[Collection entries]
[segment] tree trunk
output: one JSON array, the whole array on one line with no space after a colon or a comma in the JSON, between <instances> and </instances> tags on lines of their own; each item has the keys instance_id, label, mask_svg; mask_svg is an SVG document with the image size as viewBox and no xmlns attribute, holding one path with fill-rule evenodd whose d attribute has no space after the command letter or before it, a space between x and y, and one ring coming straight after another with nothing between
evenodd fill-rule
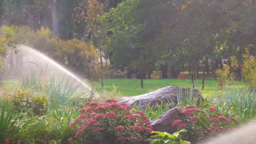
<instances>
[{"instance_id":1,"label":"tree trunk","mask_svg":"<svg viewBox=\"0 0 256 144\"><path fill-rule=\"evenodd\" d=\"M131 79L131 74L132 71L130 69L127 69L127 73L126 74L126 78L128 79Z\"/></svg>"},{"instance_id":2,"label":"tree trunk","mask_svg":"<svg viewBox=\"0 0 256 144\"><path fill-rule=\"evenodd\" d=\"M151 73L152 73L152 72L151 71L148 71L147 72L147 79L151 79Z\"/></svg>"},{"instance_id":3,"label":"tree trunk","mask_svg":"<svg viewBox=\"0 0 256 144\"><path fill-rule=\"evenodd\" d=\"M143 88L143 78L142 76L141 76L141 88Z\"/></svg>"},{"instance_id":4,"label":"tree trunk","mask_svg":"<svg viewBox=\"0 0 256 144\"><path fill-rule=\"evenodd\" d=\"M125 69L124 69L123 67L121 67L121 71L122 71L122 72L125 72Z\"/></svg>"},{"instance_id":5,"label":"tree trunk","mask_svg":"<svg viewBox=\"0 0 256 144\"><path fill-rule=\"evenodd\" d=\"M192 65L192 69L191 71L191 80L192 81L192 88L195 88L195 64Z\"/></svg>"},{"instance_id":6,"label":"tree trunk","mask_svg":"<svg viewBox=\"0 0 256 144\"><path fill-rule=\"evenodd\" d=\"M35 28L33 27L33 15L32 15L31 13L29 12L28 13L28 19L27 22L28 23L29 26L30 27L33 28L34 29Z\"/></svg>"},{"instance_id":7,"label":"tree trunk","mask_svg":"<svg viewBox=\"0 0 256 144\"><path fill-rule=\"evenodd\" d=\"M164 65L161 67L162 78L168 78L168 67L167 65Z\"/></svg>"},{"instance_id":8,"label":"tree trunk","mask_svg":"<svg viewBox=\"0 0 256 144\"><path fill-rule=\"evenodd\" d=\"M205 59L205 65L206 65L206 69L205 71L207 72L207 74L209 74L210 73L209 69L209 58L208 57L206 57Z\"/></svg>"},{"instance_id":9,"label":"tree trunk","mask_svg":"<svg viewBox=\"0 0 256 144\"><path fill-rule=\"evenodd\" d=\"M191 65L190 64L189 64L189 75L191 75Z\"/></svg>"},{"instance_id":10,"label":"tree trunk","mask_svg":"<svg viewBox=\"0 0 256 144\"><path fill-rule=\"evenodd\" d=\"M204 70L203 72L203 79L202 79L202 90L203 90L205 88L205 72Z\"/></svg>"},{"instance_id":11,"label":"tree trunk","mask_svg":"<svg viewBox=\"0 0 256 144\"><path fill-rule=\"evenodd\" d=\"M219 69L219 60L215 60L215 69Z\"/></svg>"},{"instance_id":12,"label":"tree trunk","mask_svg":"<svg viewBox=\"0 0 256 144\"><path fill-rule=\"evenodd\" d=\"M144 79L147 79L147 72L142 73L141 75L142 76L142 78Z\"/></svg>"},{"instance_id":13,"label":"tree trunk","mask_svg":"<svg viewBox=\"0 0 256 144\"><path fill-rule=\"evenodd\" d=\"M102 57L100 57L100 59L101 60L101 69L103 68L103 62L102 62Z\"/></svg>"},{"instance_id":14,"label":"tree trunk","mask_svg":"<svg viewBox=\"0 0 256 144\"><path fill-rule=\"evenodd\" d=\"M12 70L13 70L14 69L14 64L13 61L13 58L14 57L14 53L13 51L11 51L10 53L10 67L12 69Z\"/></svg>"},{"instance_id":15,"label":"tree trunk","mask_svg":"<svg viewBox=\"0 0 256 144\"><path fill-rule=\"evenodd\" d=\"M207 62L208 61L208 60L205 60L205 62L204 62L204 67L203 70L203 79L202 79L202 90L203 90L205 88L205 71L207 69Z\"/></svg>"},{"instance_id":16,"label":"tree trunk","mask_svg":"<svg viewBox=\"0 0 256 144\"><path fill-rule=\"evenodd\" d=\"M103 78L101 78L101 86L104 86L104 80Z\"/></svg>"},{"instance_id":17,"label":"tree trunk","mask_svg":"<svg viewBox=\"0 0 256 144\"><path fill-rule=\"evenodd\" d=\"M51 13L53 22L53 34L54 35L58 35L58 18L56 10L56 2L55 0L50 0Z\"/></svg>"},{"instance_id":18,"label":"tree trunk","mask_svg":"<svg viewBox=\"0 0 256 144\"><path fill-rule=\"evenodd\" d=\"M219 68L223 69L223 64L222 64L222 60L221 59L219 59Z\"/></svg>"},{"instance_id":19,"label":"tree trunk","mask_svg":"<svg viewBox=\"0 0 256 144\"><path fill-rule=\"evenodd\" d=\"M200 61L197 60L195 62L195 79L197 80L199 77L199 69L200 68Z\"/></svg>"},{"instance_id":20,"label":"tree trunk","mask_svg":"<svg viewBox=\"0 0 256 144\"><path fill-rule=\"evenodd\" d=\"M140 79L141 75L139 72L138 69L135 69L135 73L136 73L136 78L137 79Z\"/></svg>"},{"instance_id":21,"label":"tree trunk","mask_svg":"<svg viewBox=\"0 0 256 144\"><path fill-rule=\"evenodd\" d=\"M212 73L213 73L214 72L214 71L215 71L215 64L214 64L214 61L213 61L213 60L212 60L212 62L211 62L211 72Z\"/></svg>"}]
</instances>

The exercise: Reproduce every record above line for line and character for character, but leave out the pictures.

Response to the exercise:
[segment] tree trunk
output: one JSON array, the whole array on one line with no space after a colon or a comma in the JSON, between <instances> and </instances> tags on lines of their own; each item has the keys instance_id, label, mask_svg; mask_svg is an SVG document with the image size as viewBox and no xmlns attribute, holding one path with fill-rule evenodd whose d attribute has no space after the command letter or before it, a space between x and y, and one ring coming straight after another with nothing between
evenodd fill-rule
<instances>
[{"instance_id":1,"label":"tree trunk","mask_svg":"<svg viewBox=\"0 0 256 144\"><path fill-rule=\"evenodd\" d=\"M131 79L131 74L132 71L130 69L127 69L127 73L126 74L126 78L128 79Z\"/></svg>"},{"instance_id":2,"label":"tree trunk","mask_svg":"<svg viewBox=\"0 0 256 144\"><path fill-rule=\"evenodd\" d=\"M151 73L152 73L152 72L151 71L148 71L147 72L147 79L151 79Z\"/></svg>"},{"instance_id":3,"label":"tree trunk","mask_svg":"<svg viewBox=\"0 0 256 144\"><path fill-rule=\"evenodd\" d=\"M143 88L143 78L142 76L141 76L141 88Z\"/></svg>"},{"instance_id":4,"label":"tree trunk","mask_svg":"<svg viewBox=\"0 0 256 144\"><path fill-rule=\"evenodd\" d=\"M125 69L124 69L123 67L121 67L121 71L122 71L122 72L125 72Z\"/></svg>"},{"instance_id":5,"label":"tree trunk","mask_svg":"<svg viewBox=\"0 0 256 144\"><path fill-rule=\"evenodd\" d=\"M192 65L192 69L191 71L191 80L192 81L192 88L195 88L195 64Z\"/></svg>"},{"instance_id":6,"label":"tree trunk","mask_svg":"<svg viewBox=\"0 0 256 144\"><path fill-rule=\"evenodd\" d=\"M35 28L33 27L33 15L32 15L31 13L29 12L28 13L28 19L27 22L28 23L29 26L30 27L33 28L34 29Z\"/></svg>"},{"instance_id":7,"label":"tree trunk","mask_svg":"<svg viewBox=\"0 0 256 144\"><path fill-rule=\"evenodd\" d=\"M164 65L161 67L162 78L168 78L168 67L167 65Z\"/></svg>"},{"instance_id":8,"label":"tree trunk","mask_svg":"<svg viewBox=\"0 0 256 144\"><path fill-rule=\"evenodd\" d=\"M205 59L205 65L206 65L206 69L205 71L207 72L207 74L209 74L210 73L209 69L209 58L208 57L206 57Z\"/></svg>"},{"instance_id":9,"label":"tree trunk","mask_svg":"<svg viewBox=\"0 0 256 144\"><path fill-rule=\"evenodd\" d=\"M191 65L190 64L189 64L189 75L191 75Z\"/></svg>"},{"instance_id":10,"label":"tree trunk","mask_svg":"<svg viewBox=\"0 0 256 144\"><path fill-rule=\"evenodd\" d=\"M204 70L203 72L203 79L202 79L202 90L203 90L205 88L205 72Z\"/></svg>"},{"instance_id":11,"label":"tree trunk","mask_svg":"<svg viewBox=\"0 0 256 144\"><path fill-rule=\"evenodd\" d=\"M219 69L219 60L215 60L215 69Z\"/></svg>"},{"instance_id":12,"label":"tree trunk","mask_svg":"<svg viewBox=\"0 0 256 144\"><path fill-rule=\"evenodd\" d=\"M144 79L147 79L147 72L142 73L141 75L142 76L142 78Z\"/></svg>"},{"instance_id":13,"label":"tree trunk","mask_svg":"<svg viewBox=\"0 0 256 144\"><path fill-rule=\"evenodd\" d=\"M102 57L100 57L100 59L101 60L101 69L103 68L103 62L102 62Z\"/></svg>"},{"instance_id":14,"label":"tree trunk","mask_svg":"<svg viewBox=\"0 0 256 144\"><path fill-rule=\"evenodd\" d=\"M12 70L13 70L14 69L14 64L13 61L13 58L14 57L14 53L13 51L11 51L10 53L10 67L12 69Z\"/></svg>"},{"instance_id":15,"label":"tree trunk","mask_svg":"<svg viewBox=\"0 0 256 144\"><path fill-rule=\"evenodd\" d=\"M207 62L208 61L208 60L205 60L205 62L204 62L204 67L203 70L203 79L202 79L202 90L203 90L205 88L205 71L207 69Z\"/></svg>"},{"instance_id":16,"label":"tree trunk","mask_svg":"<svg viewBox=\"0 0 256 144\"><path fill-rule=\"evenodd\" d=\"M103 78L101 78L101 86L104 86L104 80Z\"/></svg>"},{"instance_id":17,"label":"tree trunk","mask_svg":"<svg viewBox=\"0 0 256 144\"><path fill-rule=\"evenodd\" d=\"M51 13L53 22L53 34L54 35L58 35L58 18L56 10L56 2L55 0L50 0Z\"/></svg>"},{"instance_id":18,"label":"tree trunk","mask_svg":"<svg viewBox=\"0 0 256 144\"><path fill-rule=\"evenodd\" d=\"M219 68L223 69L223 64L222 64L222 60L221 59L219 59Z\"/></svg>"},{"instance_id":19,"label":"tree trunk","mask_svg":"<svg viewBox=\"0 0 256 144\"><path fill-rule=\"evenodd\" d=\"M200 61L197 60L195 62L195 79L197 80L199 77L199 69L200 68Z\"/></svg>"},{"instance_id":20,"label":"tree trunk","mask_svg":"<svg viewBox=\"0 0 256 144\"><path fill-rule=\"evenodd\" d=\"M140 79L141 75L139 72L138 69L135 69L135 73L136 73L136 78L137 79Z\"/></svg>"},{"instance_id":21,"label":"tree trunk","mask_svg":"<svg viewBox=\"0 0 256 144\"><path fill-rule=\"evenodd\" d=\"M212 73L213 73L214 72L214 71L215 71L215 64L214 64L214 61L213 61L213 60L212 60L212 62L211 62L211 72Z\"/></svg>"}]
</instances>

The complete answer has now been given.